» Directions:
Write out exactly the lines below that run from the line containing "TARGET = red track surface" through the last line of the records.

Coordinate annotation entries
= = = = = = =
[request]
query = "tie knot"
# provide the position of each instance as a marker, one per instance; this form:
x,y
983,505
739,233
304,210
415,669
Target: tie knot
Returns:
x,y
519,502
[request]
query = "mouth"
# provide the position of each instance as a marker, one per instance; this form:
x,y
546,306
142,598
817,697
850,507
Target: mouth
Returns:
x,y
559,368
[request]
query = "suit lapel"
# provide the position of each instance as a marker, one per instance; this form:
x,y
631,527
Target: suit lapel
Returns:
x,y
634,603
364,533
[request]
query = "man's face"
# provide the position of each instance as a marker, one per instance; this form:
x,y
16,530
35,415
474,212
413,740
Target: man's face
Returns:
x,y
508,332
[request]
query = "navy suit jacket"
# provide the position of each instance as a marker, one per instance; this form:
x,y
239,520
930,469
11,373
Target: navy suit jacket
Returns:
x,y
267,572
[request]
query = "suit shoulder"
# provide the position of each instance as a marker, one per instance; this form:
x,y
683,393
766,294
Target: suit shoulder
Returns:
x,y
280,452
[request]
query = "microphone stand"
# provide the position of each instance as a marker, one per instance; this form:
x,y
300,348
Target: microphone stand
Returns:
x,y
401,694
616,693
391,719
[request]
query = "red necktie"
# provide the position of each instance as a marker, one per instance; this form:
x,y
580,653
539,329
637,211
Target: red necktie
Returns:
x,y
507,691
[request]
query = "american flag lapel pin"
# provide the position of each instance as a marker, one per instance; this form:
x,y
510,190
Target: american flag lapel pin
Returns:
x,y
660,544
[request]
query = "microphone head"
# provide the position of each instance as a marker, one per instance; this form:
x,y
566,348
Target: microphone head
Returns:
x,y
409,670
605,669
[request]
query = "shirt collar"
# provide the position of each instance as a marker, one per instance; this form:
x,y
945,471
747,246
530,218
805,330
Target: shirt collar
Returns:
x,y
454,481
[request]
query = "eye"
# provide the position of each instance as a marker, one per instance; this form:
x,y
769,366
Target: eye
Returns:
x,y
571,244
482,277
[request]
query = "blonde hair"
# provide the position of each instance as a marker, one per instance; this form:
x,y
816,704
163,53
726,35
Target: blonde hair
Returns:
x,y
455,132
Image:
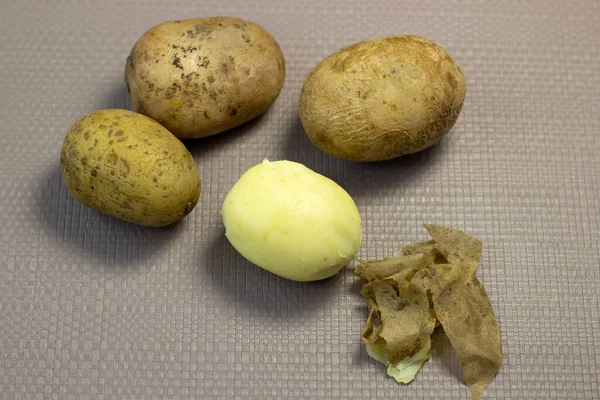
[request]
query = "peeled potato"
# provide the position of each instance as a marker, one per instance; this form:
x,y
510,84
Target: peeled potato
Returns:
x,y
292,221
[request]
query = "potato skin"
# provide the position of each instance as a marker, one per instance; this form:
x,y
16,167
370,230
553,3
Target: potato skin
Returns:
x,y
202,76
128,166
382,98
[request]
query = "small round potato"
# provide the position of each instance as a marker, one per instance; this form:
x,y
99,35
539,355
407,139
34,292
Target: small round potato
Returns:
x,y
382,98
202,76
292,221
128,166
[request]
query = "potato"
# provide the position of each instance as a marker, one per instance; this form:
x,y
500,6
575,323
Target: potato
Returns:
x,y
292,221
126,165
379,99
202,76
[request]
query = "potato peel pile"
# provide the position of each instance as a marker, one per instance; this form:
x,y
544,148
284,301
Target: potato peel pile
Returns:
x,y
431,283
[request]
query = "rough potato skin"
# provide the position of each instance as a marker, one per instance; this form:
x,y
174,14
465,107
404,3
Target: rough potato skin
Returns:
x,y
383,98
202,76
128,166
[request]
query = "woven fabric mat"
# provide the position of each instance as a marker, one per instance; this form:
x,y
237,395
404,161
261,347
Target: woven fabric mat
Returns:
x,y
95,308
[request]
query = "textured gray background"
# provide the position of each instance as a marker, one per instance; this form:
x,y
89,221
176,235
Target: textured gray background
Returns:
x,y
93,308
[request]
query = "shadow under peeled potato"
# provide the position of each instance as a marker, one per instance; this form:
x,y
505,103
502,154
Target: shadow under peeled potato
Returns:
x,y
260,292
361,179
103,239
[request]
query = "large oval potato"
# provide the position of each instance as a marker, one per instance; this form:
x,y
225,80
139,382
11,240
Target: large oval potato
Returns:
x,y
382,98
128,166
202,76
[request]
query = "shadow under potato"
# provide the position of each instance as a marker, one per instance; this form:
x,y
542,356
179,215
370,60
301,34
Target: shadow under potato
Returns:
x,y
106,240
361,179
222,142
116,96
260,292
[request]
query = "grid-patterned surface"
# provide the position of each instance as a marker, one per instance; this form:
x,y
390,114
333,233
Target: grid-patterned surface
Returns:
x,y
92,308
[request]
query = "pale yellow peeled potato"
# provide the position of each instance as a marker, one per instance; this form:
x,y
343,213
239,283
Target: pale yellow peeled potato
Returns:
x,y
292,221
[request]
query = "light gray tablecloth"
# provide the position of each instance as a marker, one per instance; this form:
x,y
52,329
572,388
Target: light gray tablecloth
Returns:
x,y
95,308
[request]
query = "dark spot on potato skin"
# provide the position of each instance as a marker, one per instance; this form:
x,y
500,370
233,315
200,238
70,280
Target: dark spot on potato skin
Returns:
x,y
177,63
203,61
126,165
170,92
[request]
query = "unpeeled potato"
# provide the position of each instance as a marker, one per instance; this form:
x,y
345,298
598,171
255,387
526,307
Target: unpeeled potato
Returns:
x,y
130,167
382,98
202,76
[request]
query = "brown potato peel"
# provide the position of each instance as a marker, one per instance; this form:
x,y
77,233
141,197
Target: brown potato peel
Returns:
x,y
434,280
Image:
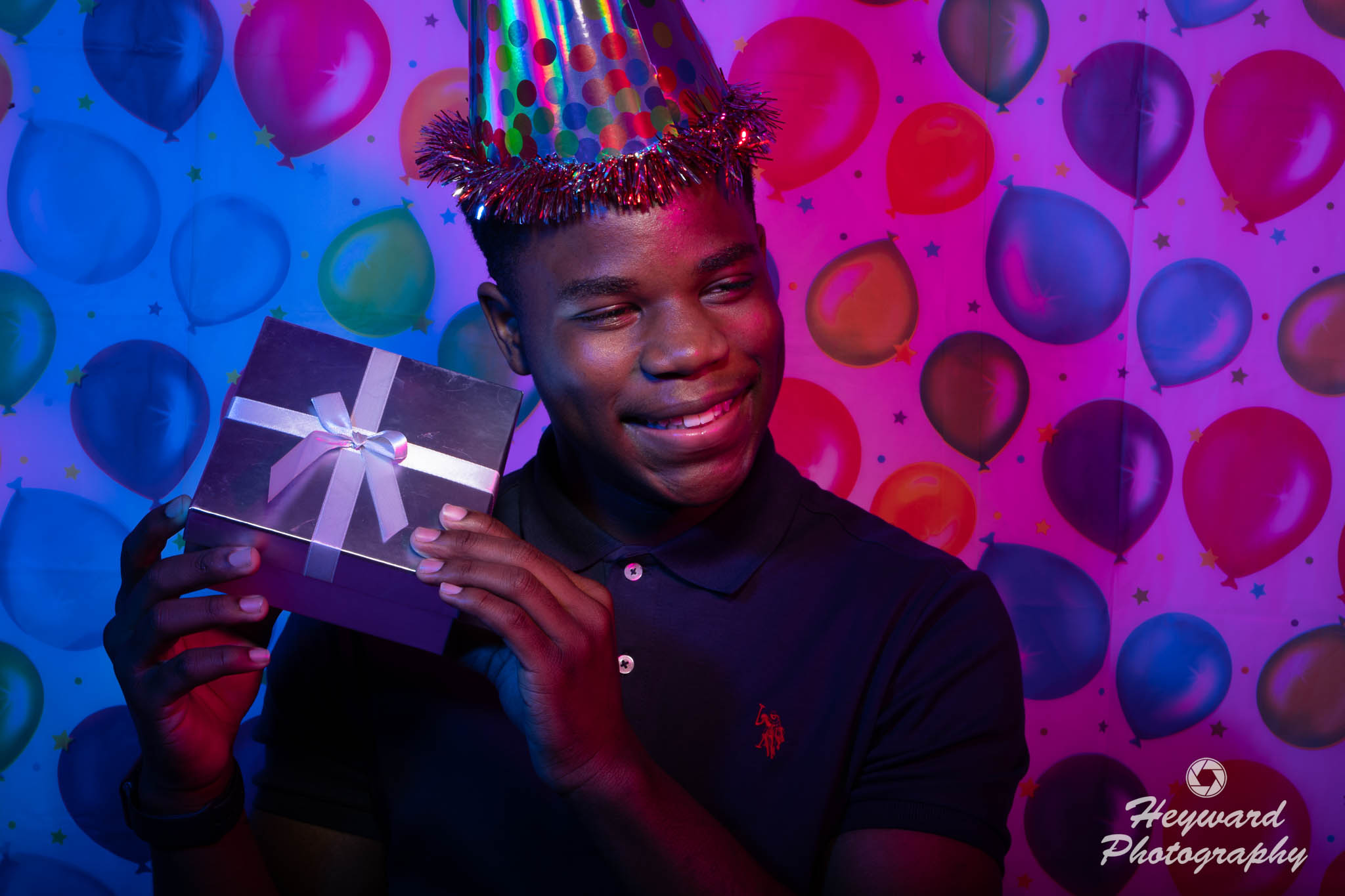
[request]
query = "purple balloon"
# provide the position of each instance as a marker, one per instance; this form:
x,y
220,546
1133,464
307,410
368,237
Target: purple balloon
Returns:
x,y
1129,112
1107,471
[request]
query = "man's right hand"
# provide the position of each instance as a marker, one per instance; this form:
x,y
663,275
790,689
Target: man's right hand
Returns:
x,y
188,667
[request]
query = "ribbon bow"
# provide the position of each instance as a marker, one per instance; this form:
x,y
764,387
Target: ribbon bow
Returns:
x,y
381,452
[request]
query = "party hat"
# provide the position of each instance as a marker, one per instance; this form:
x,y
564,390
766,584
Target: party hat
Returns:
x,y
576,104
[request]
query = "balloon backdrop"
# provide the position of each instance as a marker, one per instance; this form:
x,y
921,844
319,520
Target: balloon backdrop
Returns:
x,y
1310,344
862,304
1107,469
826,88
20,703
939,159
931,503
27,335
813,430
1193,320
1255,485
377,276
994,45
81,205
57,595
310,70
1261,159
1172,672
211,286
1076,802
141,413
1056,268
974,390
158,58
1129,113
1300,691
1059,616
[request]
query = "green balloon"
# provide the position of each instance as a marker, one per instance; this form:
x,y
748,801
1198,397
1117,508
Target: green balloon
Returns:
x,y
27,336
468,347
377,277
20,703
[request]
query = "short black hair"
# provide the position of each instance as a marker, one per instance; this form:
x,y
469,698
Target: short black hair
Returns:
x,y
500,242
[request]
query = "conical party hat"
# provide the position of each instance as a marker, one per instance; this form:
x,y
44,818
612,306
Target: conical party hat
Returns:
x,y
584,102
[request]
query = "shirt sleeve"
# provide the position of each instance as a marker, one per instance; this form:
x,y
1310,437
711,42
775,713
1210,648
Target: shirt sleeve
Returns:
x,y
947,746
318,746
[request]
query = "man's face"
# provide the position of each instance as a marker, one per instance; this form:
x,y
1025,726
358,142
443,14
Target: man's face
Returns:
x,y
630,316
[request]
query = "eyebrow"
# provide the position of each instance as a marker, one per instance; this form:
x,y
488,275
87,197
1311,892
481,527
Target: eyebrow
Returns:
x,y
581,289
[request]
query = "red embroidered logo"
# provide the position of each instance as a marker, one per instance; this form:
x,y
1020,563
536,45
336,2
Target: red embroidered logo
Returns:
x,y
774,734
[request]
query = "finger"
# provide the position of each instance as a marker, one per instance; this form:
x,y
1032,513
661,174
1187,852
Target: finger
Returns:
x,y
169,621
173,576
175,677
146,543
514,584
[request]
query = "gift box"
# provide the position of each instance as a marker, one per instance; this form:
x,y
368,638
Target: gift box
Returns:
x,y
327,457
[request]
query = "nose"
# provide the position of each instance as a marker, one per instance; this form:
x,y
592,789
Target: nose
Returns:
x,y
682,339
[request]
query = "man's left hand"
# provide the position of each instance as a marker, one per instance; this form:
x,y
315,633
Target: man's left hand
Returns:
x,y
556,673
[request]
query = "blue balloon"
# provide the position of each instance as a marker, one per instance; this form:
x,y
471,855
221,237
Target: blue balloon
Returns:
x,y
1193,319
156,58
229,258
1109,471
81,205
996,46
1172,672
101,752
1193,14
1056,268
1129,114
141,413
1059,616
61,597
32,875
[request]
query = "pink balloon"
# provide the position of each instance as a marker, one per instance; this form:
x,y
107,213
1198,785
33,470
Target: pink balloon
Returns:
x,y
1255,485
310,70
1275,132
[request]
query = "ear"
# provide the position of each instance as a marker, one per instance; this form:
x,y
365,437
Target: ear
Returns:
x,y
503,322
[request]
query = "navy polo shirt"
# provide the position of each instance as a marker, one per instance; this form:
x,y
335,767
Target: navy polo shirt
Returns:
x,y
799,666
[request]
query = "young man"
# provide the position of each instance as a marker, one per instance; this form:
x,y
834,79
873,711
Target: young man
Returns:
x,y
682,667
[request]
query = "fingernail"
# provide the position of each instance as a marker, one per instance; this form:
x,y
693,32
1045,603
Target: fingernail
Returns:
x,y
177,509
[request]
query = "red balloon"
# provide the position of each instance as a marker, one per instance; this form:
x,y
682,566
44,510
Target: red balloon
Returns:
x,y
310,70
826,89
813,429
1255,485
939,159
1275,132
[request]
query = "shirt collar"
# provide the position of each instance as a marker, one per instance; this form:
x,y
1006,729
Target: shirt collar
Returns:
x,y
718,554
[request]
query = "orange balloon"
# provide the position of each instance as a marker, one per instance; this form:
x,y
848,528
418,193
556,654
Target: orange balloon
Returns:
x,y
862,304
444,91
939,159
931,503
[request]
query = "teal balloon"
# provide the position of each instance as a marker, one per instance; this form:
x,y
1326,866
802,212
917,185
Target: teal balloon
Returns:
x,y
60,566
229,258
27,336
81,205
468,347
20,703
377,277
22,16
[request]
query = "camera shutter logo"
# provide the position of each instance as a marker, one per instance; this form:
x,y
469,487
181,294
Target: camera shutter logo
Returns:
x,y
1207,777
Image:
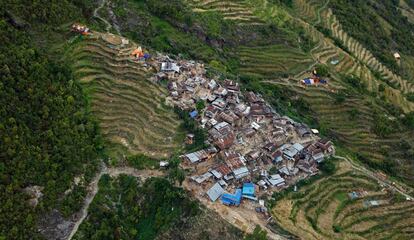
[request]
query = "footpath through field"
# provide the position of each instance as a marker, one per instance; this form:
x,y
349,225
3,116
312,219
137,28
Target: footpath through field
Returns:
x,y
93,188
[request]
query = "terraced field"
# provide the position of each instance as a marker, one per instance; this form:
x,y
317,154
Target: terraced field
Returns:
x,y
129,108
272,61
326,211
351,121
365,55
239,11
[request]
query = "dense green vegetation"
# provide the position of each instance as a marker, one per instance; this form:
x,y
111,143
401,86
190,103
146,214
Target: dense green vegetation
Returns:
x,y
47,133
124,209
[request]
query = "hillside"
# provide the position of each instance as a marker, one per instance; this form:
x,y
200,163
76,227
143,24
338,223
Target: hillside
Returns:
x,y
74,105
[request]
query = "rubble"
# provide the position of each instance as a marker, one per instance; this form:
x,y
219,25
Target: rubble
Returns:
x,y
249,137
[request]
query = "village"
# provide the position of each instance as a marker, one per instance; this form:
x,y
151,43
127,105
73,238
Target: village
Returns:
x,y
250,151
253,151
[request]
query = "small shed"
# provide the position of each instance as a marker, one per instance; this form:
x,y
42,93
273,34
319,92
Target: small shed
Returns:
x,y
248,189
193,114
215,192
232,199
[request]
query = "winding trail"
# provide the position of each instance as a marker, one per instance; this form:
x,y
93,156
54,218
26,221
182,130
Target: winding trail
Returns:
x,y
93,188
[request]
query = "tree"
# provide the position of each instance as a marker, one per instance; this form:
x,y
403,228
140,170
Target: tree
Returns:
x,y
257,234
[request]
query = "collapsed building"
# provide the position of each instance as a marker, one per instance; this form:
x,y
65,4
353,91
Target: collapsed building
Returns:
x,y
250,142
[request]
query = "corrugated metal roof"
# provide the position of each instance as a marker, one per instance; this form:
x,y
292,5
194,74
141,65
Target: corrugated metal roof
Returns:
x,y
215,192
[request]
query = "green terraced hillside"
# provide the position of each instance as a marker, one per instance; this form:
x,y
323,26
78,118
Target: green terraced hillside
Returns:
x,y
129,107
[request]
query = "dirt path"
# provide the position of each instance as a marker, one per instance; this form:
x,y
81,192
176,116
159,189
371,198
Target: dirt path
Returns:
x,y
93,188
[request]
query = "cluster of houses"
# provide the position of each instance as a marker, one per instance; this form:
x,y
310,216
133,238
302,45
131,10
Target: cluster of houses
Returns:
x,y
252,149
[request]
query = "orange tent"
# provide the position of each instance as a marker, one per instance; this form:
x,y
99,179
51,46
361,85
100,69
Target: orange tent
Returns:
x,y
138,52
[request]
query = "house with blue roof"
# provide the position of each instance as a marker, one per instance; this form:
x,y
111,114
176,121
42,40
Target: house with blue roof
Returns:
x,y
232,199
248,189
193,114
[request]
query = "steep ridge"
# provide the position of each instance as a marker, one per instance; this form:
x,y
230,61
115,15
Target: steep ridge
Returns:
x,y
235,10
128,106
351,121
326,211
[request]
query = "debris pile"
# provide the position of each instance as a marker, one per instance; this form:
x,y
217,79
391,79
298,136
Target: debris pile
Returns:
x,y
253,150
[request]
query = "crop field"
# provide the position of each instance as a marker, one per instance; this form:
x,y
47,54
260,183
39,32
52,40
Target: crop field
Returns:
x,y
326,210
273,61
129,108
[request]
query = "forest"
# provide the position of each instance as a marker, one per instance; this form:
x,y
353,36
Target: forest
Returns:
x,y
124,209
47,135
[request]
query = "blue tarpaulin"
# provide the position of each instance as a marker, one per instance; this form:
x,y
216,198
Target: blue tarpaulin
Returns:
x,y
232,199
248,189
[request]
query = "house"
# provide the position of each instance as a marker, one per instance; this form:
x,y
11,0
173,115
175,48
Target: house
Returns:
x,y
252,97
232,199
290,153
215,192
224,170
164,164
253,155
226,141
232,86
248,189
270,147
303,130
241,172
275,180
189,139
170,67
318,157
397,56
249,132
212,84
275,157
221,91
299,147
327,146
193,114
255,126
202,178
216,174
220,103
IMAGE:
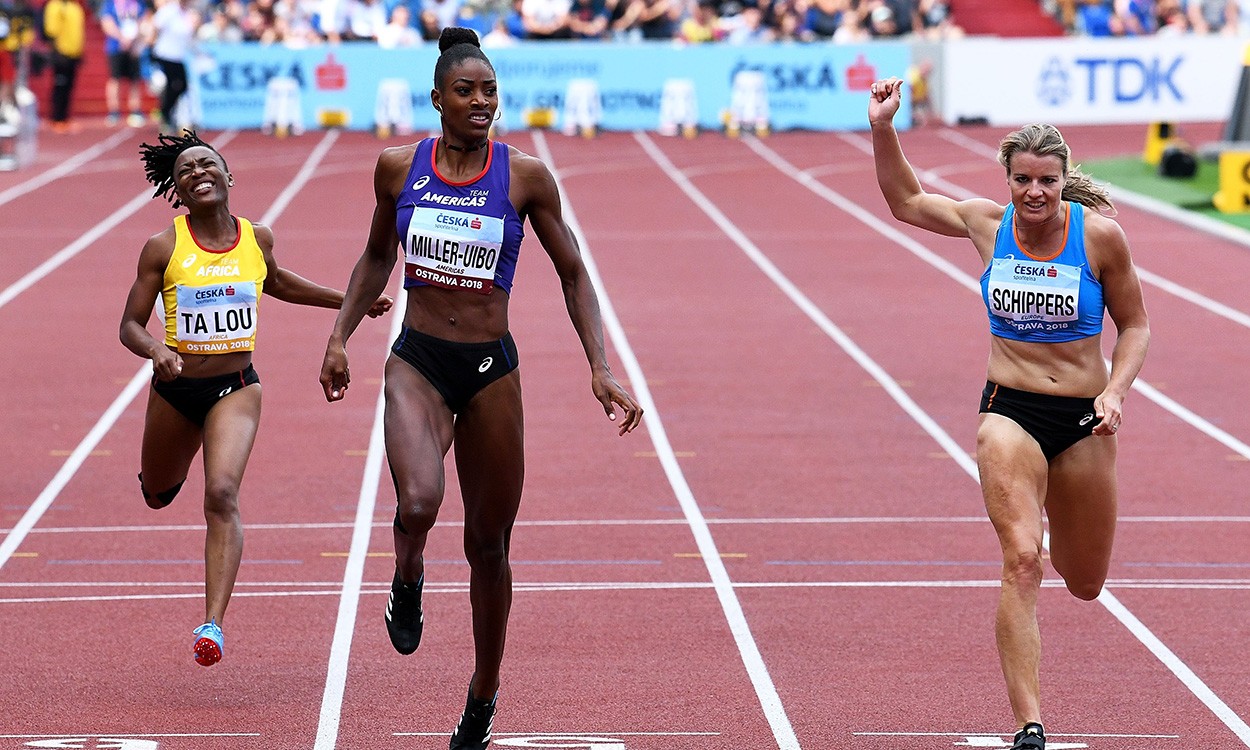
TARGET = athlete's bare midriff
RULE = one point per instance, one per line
(1063, 369)
(456, 315)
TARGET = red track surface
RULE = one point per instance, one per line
(854, 544)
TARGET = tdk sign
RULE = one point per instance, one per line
(1124, 80)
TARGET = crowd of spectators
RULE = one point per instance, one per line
(409, 23)
(1140, 18)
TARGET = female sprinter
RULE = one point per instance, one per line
(209, 269)
(1050, 410)
(456, 206)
= = = = = = =
» Finished task:
TARGET = red track surface
RULE = one point per instance, one per line
(854, 544)
TARGET = tdk sign
RULE = one point per instance, one per line
(1124, 80)
TARGET = crowd of spectators
RULE = one point per instance, one per line
(409, 23)
(1140, 18)
TARGET = female sprinter
RULE = one point per instance, one per line
(209, 269)
(1050, 410)
(456, 206)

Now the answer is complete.